== Record set ==

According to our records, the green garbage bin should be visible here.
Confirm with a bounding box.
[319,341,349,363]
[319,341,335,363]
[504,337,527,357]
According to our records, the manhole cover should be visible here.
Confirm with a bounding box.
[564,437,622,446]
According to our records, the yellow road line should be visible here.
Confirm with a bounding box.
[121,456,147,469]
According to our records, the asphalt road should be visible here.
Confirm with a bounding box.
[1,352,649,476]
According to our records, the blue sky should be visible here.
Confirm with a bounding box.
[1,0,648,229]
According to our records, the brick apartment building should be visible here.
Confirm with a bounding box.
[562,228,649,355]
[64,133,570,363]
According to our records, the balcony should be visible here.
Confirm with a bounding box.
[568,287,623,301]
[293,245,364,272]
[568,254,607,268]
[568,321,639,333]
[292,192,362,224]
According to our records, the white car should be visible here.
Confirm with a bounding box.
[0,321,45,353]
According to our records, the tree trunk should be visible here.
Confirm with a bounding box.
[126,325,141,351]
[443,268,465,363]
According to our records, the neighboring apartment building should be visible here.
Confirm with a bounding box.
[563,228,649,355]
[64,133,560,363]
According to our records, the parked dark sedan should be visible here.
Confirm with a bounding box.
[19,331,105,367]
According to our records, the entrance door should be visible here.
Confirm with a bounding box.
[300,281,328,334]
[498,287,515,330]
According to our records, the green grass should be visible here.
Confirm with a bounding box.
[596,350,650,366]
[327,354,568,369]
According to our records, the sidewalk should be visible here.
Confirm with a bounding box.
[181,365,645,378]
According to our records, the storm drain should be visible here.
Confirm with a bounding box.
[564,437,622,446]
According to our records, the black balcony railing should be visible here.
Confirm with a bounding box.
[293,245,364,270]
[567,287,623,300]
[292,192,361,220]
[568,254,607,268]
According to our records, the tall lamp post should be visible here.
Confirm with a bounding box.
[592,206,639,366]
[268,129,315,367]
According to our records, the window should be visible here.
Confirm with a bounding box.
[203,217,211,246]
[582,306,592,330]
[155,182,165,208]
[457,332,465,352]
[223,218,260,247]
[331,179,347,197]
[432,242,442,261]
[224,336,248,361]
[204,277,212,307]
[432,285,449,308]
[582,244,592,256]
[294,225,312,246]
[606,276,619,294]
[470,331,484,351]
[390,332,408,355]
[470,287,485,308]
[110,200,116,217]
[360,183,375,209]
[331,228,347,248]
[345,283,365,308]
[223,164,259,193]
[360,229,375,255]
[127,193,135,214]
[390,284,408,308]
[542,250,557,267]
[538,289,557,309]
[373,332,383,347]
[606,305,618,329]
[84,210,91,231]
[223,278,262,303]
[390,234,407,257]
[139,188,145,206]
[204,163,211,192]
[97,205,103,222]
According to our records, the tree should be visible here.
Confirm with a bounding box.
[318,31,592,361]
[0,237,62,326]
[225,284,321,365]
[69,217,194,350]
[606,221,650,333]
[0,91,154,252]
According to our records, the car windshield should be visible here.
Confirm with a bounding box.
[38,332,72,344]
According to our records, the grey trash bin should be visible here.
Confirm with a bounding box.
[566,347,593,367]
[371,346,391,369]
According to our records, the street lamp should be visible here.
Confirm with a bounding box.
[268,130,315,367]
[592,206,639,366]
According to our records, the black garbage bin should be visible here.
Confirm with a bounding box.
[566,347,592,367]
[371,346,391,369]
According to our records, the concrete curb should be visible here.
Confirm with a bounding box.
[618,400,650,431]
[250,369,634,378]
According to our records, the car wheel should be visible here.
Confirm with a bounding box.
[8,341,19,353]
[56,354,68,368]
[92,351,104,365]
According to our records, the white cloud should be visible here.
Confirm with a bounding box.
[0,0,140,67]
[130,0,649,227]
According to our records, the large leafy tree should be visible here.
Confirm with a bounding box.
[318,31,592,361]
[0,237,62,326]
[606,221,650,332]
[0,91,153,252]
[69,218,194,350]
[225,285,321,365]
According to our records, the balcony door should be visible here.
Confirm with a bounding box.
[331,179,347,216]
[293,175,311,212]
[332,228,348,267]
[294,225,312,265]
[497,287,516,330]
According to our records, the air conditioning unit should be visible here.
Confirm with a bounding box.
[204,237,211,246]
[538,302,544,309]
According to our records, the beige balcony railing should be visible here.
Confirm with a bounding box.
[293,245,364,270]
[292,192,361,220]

===

Only a number should come back: the count of lines above that include "railing".

2